Count how many lines of the data contain the word "below", and give only that number.

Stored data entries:
________________

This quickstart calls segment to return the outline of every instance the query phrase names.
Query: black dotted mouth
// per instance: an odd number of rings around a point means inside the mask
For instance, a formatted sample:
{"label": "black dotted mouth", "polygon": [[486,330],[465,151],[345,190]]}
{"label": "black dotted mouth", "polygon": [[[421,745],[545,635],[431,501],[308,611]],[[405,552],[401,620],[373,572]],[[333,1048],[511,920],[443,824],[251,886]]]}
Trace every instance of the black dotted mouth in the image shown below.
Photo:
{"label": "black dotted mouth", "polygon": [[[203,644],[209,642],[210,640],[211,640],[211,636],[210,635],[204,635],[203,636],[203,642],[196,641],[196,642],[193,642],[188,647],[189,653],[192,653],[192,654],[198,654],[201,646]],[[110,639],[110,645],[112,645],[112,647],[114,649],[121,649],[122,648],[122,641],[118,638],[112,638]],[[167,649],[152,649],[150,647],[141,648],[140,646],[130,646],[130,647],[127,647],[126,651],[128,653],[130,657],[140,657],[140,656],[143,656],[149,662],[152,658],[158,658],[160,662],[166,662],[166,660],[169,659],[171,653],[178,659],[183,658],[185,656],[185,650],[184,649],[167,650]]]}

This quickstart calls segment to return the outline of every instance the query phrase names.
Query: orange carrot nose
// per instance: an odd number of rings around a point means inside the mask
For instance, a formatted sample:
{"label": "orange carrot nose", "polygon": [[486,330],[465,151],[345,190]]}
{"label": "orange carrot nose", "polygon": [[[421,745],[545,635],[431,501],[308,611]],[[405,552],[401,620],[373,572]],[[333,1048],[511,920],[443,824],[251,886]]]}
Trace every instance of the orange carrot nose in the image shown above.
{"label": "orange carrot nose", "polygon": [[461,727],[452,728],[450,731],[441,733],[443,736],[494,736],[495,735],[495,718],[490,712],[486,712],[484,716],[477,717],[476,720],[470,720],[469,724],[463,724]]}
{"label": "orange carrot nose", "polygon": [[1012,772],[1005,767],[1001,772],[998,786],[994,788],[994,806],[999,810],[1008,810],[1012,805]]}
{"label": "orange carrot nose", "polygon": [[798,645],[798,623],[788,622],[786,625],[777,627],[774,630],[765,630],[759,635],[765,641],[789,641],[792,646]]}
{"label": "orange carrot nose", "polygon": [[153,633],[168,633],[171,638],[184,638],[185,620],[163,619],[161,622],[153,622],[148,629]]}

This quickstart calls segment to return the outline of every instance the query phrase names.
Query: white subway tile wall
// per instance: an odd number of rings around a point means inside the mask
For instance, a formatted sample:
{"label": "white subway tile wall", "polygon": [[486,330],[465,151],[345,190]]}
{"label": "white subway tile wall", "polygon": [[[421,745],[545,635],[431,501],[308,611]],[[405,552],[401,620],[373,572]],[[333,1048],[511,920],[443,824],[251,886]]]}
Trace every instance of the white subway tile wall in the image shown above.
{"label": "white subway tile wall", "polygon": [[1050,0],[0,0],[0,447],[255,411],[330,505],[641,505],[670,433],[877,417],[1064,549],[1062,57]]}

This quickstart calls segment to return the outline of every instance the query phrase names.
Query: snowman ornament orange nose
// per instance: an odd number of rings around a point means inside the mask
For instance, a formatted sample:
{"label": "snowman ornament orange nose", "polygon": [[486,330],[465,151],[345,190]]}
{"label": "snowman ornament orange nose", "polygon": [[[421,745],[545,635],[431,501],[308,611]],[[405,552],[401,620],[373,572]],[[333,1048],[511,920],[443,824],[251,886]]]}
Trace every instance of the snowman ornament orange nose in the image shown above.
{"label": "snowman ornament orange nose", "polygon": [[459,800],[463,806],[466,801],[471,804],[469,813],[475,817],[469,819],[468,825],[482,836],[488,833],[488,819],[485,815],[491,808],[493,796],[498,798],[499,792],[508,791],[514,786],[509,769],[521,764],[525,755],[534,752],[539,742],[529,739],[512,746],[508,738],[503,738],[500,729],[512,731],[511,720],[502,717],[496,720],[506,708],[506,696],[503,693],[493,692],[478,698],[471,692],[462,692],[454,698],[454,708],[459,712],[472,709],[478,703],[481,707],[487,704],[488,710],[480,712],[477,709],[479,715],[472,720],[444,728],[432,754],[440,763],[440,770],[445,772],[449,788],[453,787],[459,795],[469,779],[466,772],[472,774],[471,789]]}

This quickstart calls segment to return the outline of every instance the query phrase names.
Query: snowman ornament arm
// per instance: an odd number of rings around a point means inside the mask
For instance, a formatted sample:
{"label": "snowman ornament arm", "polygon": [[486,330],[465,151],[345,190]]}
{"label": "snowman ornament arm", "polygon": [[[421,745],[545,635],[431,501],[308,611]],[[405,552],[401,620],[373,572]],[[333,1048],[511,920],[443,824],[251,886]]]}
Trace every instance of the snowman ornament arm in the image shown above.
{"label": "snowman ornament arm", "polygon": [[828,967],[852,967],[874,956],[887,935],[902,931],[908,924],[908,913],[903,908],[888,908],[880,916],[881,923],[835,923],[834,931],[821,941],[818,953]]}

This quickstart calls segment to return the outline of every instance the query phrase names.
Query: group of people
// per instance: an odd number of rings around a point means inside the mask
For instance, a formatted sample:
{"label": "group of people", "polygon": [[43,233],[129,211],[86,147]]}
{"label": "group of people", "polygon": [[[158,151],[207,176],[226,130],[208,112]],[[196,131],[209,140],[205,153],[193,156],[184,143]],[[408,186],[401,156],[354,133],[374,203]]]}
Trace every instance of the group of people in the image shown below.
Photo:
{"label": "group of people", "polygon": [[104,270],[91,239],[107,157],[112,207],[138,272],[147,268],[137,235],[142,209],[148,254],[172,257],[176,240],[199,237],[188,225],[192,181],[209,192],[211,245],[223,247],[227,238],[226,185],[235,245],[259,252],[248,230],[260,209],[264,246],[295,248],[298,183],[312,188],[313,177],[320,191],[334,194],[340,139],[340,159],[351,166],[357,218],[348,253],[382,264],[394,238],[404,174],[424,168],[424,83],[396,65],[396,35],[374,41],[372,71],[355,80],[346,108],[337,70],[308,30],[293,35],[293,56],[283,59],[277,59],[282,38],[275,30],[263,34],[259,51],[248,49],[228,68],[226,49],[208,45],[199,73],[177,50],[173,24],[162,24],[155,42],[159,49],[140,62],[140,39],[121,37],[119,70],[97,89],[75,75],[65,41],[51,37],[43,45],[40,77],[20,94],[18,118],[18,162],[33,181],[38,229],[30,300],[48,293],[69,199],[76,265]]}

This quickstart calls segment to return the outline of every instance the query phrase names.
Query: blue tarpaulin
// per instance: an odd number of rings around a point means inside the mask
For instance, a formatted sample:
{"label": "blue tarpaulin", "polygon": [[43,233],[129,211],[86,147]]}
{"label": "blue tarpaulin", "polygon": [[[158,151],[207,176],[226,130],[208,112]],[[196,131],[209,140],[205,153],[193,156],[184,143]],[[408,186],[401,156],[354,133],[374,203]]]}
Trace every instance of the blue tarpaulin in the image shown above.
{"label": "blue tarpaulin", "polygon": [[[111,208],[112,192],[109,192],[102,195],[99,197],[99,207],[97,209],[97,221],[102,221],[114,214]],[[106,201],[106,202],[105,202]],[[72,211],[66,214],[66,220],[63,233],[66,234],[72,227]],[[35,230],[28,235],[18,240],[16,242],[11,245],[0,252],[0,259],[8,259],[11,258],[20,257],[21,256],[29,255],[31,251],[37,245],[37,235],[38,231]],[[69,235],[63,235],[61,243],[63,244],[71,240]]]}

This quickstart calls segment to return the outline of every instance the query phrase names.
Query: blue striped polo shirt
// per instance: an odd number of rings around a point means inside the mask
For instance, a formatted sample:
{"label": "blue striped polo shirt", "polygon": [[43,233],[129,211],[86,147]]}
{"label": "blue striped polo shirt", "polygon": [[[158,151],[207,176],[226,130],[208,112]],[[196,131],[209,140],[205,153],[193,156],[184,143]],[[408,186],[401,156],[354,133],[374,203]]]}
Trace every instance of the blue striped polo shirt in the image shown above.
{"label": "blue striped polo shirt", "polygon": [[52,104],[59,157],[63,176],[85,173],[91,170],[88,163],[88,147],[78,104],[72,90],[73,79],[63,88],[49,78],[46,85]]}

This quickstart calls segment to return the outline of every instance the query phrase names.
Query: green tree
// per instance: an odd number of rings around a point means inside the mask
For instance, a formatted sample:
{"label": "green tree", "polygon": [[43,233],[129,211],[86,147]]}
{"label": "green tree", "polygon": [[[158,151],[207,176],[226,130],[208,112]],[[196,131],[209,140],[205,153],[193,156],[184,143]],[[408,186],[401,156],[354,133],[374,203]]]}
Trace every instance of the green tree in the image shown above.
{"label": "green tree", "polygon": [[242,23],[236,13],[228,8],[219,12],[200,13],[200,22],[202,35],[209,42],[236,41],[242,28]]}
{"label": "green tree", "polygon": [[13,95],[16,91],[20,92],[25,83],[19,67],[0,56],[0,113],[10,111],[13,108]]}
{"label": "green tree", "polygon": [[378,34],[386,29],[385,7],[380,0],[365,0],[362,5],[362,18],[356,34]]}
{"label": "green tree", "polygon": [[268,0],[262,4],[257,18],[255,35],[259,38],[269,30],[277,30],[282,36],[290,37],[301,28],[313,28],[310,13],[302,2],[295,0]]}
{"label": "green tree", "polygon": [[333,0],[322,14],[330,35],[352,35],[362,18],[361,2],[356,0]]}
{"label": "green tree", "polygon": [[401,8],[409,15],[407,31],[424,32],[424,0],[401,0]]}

________________

Task solution ▸ 2